Job: Copy the rows below word for word, starting at the line that contains "target: small bamboo fork" and ending at the line that contains "M 97 214 L 60".
** begin Dataset extract **
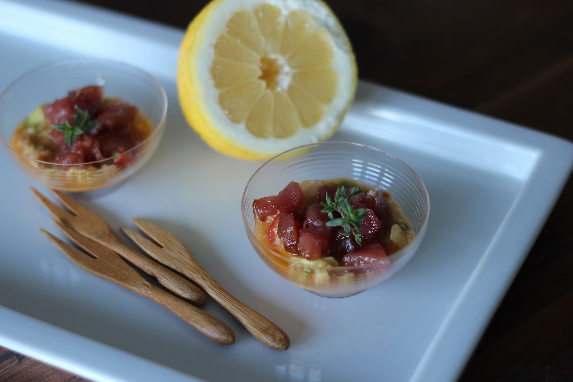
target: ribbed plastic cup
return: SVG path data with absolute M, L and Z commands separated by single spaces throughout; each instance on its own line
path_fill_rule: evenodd
M 387 191 L 410 220 L 414 239 L 390 255 L 390 265 L 372 263 L 352 267 L 301 266 L 274 251 L 254 233 L 253 202 L 276 195 L 291 181 L 352 179 Z M 324 142 L 297 147 L 269 160 L 247 183 L 241 201 L 245 228 L 255 252 L 286 280 L 328 297 L 356 294 L 387 280 L 418 250 L 426 232 L 430 199 L 419 177 L 405 163 L 380 150 L 358 143 Z

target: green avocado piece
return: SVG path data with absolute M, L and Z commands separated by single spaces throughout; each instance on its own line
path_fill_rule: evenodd
M 26 126 L 29 127 L 37 126 L 44 123 L 45 117 L 44 115 L 44 107 L 40 106 L 34 111 L 30 113 L 28 119 L 26 120 Z

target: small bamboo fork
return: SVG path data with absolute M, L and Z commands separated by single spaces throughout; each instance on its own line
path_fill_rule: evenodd
M 121 227 L 121 230 L 150 256 L 196 282 L 266 346 L 276 350 L 285 350 L 289 347 L 291 340 L 286 333 L 225 290 L 195 260 L 177 236 L 148 221 L 142 219 L 133 221 L 159 245 L 128 228 Z
M 54 223 L 70 240 L 92 256 L 45 230 L 40 228 L 40 231 L 68 259 L 84 270 L 161 305 L 218 344 L 230 345 L 235 342 L 233 330 L 219 319 L 150 283 L 113 251 L 57 221 L 54 220 Z
M 97 214 L 60 191 L 52 190 L 72 213 L 58 207 L 33 187 L 30 188 L 52 217 L 84 236 L 107 247 L 157 279 L 160 284 L 197 306 L 205 305 L 201 289 L 173 271 L 156 263 L 127 245 Z

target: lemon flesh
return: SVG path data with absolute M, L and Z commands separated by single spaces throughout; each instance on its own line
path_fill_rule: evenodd
M 179 99 L 212 147 L 258 159 L 332 135 L 354 98 L 350 43 L 317 0 L 214 0 L 182 44 Z

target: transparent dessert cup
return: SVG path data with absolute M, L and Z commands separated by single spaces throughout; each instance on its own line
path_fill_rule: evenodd
M 143 142 L 124 153 L 130 157 L 120 166 L 113 158 L 74 165 L 39 161 L 10 145 L 18 124 L 38 106 L 89 85 L 104 87 L 105 96 L 119 98 L 136 106 L 154 128 Z M 34 181 L 65 191 L 88 191 L 128 178 L 149 160 L 163 136 L 167 99 L 161 84 L 131 65 L 108 61 L 64 63 L 36 70 L 13 83 L 0 95 L 1 145 L 15 165 Z
M 390 255 L 390 264 L 372 263 L 352 267 L 301 265 L 266 245 L 255 233 L 253 202 L 276 195 L 289 182 L 346 178 L 390 193 L 410 220 L 415 236 Z M 356 294 L 387 280 L 417 251 L 430 213 L 427 191 L 407 165 L 387 153 L 357 143 L 325 142 L 285 151 L 265 163 L 247 183 L 241 201 L 245 228 L 257 254 L 286 280 L 328 297 Z

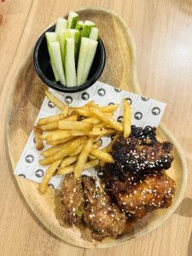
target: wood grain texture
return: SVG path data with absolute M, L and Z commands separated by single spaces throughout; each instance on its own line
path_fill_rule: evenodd
M 140 93 L 135 66 L 135 43 L 124 21 L 115 13 L 104 9 L 85 8 L 77 11 L 80 20 L 93 20 L 97 25 L 104 43 L 108 58 L 100 80 L 121 89 L 126 89 L 131 92 Z M 113 40 L 108 40 L 109 37 L 112 37 Z M 33 49 L 19 68 L 13 83 L 14 91 L 8 109 L 8 155 L 13 170 L 20 159 L 44 99 L 44 84 L 34 70 L 32 52 Z M 63 227 L 55 214 L 58 207 L 55 202 L 58 199 L 55 190 L 49 189 L 49 193 L 42 196 L 35 183 L 20 177 L 17 177 L 16 180 L 32 212 L 55 236 L 65 241 L 82 247 L 101 248 L 114 246 L 145 234 L 160 225 L 174 212 L 183 198 L 187 179 L 187 167 L 183 151 L 166 127 L 160 125 L 158 128 L 158 134 L 161 140 L 169 140 L 174 145 L 175 160 L 168 172 L 177 183 L 173 203 L 168 209 L 148 214 L 148 218 L 134 225 L 133 230 L 131 230 L 128 234 L 116 240 L 96 242 L 90 240 L 86 230 L 83 231 L 83 229 Z M 18 140 L 20 143 L 17 143 Z
M 9 4 L 5 1 L 3 4 Z M 25 1 L 26 3 L 29 2 Z M 2 3 L 0 3 L 2 4 Z M 0 246 L 3 255 L 83 255 L 84 250 L 67 246 L 38 224 L 31 215 L 9 172 L 4 148 L 6 106 L 18 65 L 43 29 L 57 16 L 81 6 L 104 6 L 120 15 L 131 27 L 137 45 L 137 67 L 144 95 L 167 102 L 163 121 L 177 137 L 192 168 L 192 2 L 190 0 L 33 1 L 22 37 L 8 70 L 0 96 Z M 16 5 L 15 5 L 16 9 Z M 4 14 L 5 15 L 5 14 Z M 20 15 L 26 15 L 26 10 Z M 7 16 L 9 22 L 13 17 Z M 19 26 L 19 25 L 18 25 Z M 2 28 L 0 35 L 2 37 Z M 9 31 L 4 31 L 9 34 Z M 9 40 L 9 39 L 8 39 Z M 2 61 L 12 55 L 5 42 Z M 6 47 L 7 46 L 7 47 Z M 12 56 L 13 57 L 13 56 Z M 1 63 L 3 63 L 1 62 Z M 10 64 L 10 62 L 9 63 Z M 1 64 L 2 65 L 2 64 Z M 3 67 L 3 65 L 2 66 Z M 5 182 L 6 180 L 6 182 Z M 85 255 L 192 255 L 192 175 L 185 198 L 175 213 L 160 227 L 121 246 L 85 250 Z

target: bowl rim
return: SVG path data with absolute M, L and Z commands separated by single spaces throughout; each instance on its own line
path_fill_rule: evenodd
M 98 67 L 97 67 L 96 73 L 94 73 L 94 75 L 88 81 L 86 81 L 85 83 L 84 83 L 81 85 L 76 85 L 76 86 L 73 86 L 73 87 L 67 87 L 66 85 L 61 85 L 61 86 L 63 86 L 63 88 L 62 88 L 60 84 L 57 84 L 55 82 L 50 81 L 49 79 L 47 79 L 47 77 L 43 73 L 43 72 L 39 67 L 39 63 L 38 61 L 39 47 L 42 44 L 42 41 L 45 38 L 45 33 L 47 32 L 54 32 L 55 28 L 55 24 L 54 24 L 50 27 L 47 28 L 41 34 L 41 36 L 38 38 L 38 41 L 36 42 L 36 44 L 34 47 L 34 51 L 33 51 L 33 64 L 34 64 L 35 70 L 36 70 L 38 75 L 39 76 L 41 80 L 44 83 L 45 83 L 46 85 L 48 85 L 49 87 L 50 87 L 54 90 L 59 90 L 59 91 L 67 92 L 67 93 L 75 93 L 75 92 L 79 92 L 79 91 L 88 89 L 89 87 L 93 85 L 98 80 L 99 77 L 102 75 L 103 69 L 105 67 L 106 50 L 105 50 L 105 47 L 102 43 L 102 40 L 101 39 L 100 37 L 98 38 L 98 47 L 101 48 L 102 55 L 101 55 L 101 60 L 99 61 Z

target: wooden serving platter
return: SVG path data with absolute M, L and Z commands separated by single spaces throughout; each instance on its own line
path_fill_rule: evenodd
M 80 20 L 96 23 L 107 52 L 107 63 L 101 81 L 116 87 L 141 94 L 135 65 L 135 44 L 125 23 L 113 12 L 101 9 L 83 9 L 77 12 Z M 33 49 L 26 55 L 14 81 L 13 95 L 7 113 L 7 152 L 14 169 L 20 159 L 35 119 L 41 107 L 44 84 L 38 79 L 32 62 Z M 70 244 L 86 247 L 108 247 L 146 234 L 162 224 L 177 208 L 183 197 L 187 166 L 178 143 L 162 124 L 157 130 L 161 140 L 169 140 L 174 145 L 174 162 L 168 173 L 176 180 L 177 193 L 171 207 L 158 210 L 148 215 L 116 240 L 107 239 L 97 242 L 90 239 L 84 227 L 64 227 L 58 210 L 58 195 L 53 189 L 41 195 L 36 183 L 15 177 L 23 196 L 37 218 L 56 236 Z M 14 175 L 14 174 L 13 174 Z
** end Dataset extract **
Written reply:
target: small bamboo fork
return: SVG path data with absolute M, L and Z commands separated by single spaces throughout; each instance on its own line
path_fill_rule: evenodd
M 121 227 L 121 230 L 150 256 L 196 282 L 266 346 L 276 350 L 285 350 L 289 347 L 291 340 L 286 333 L 225 290 L 195 260 L 177 236 L 148 221 L 142 219 L 133 221 L 159 245 L 128 228 Z
M 54 223 L 70 240 L 92 256 L 45 230 L 40 228 L 40 231 L 68 259 L 84 270 L 161 305 L 218 344 L 230 345 L 235 342 L 233 330 L 219 319 L 150 283 L 113 251 L 57 221 L 54 220 Z
M 97 214 L 60 191 L 52 190 L 72 213 L 58 207 L 33 187 L 30 188 L 52 217 L 84 236 L 107 247 L 157 279 L 160 284 L 197 306 L 205 305 L 201 289 L 173 271 L 156 263 L 127 245 Z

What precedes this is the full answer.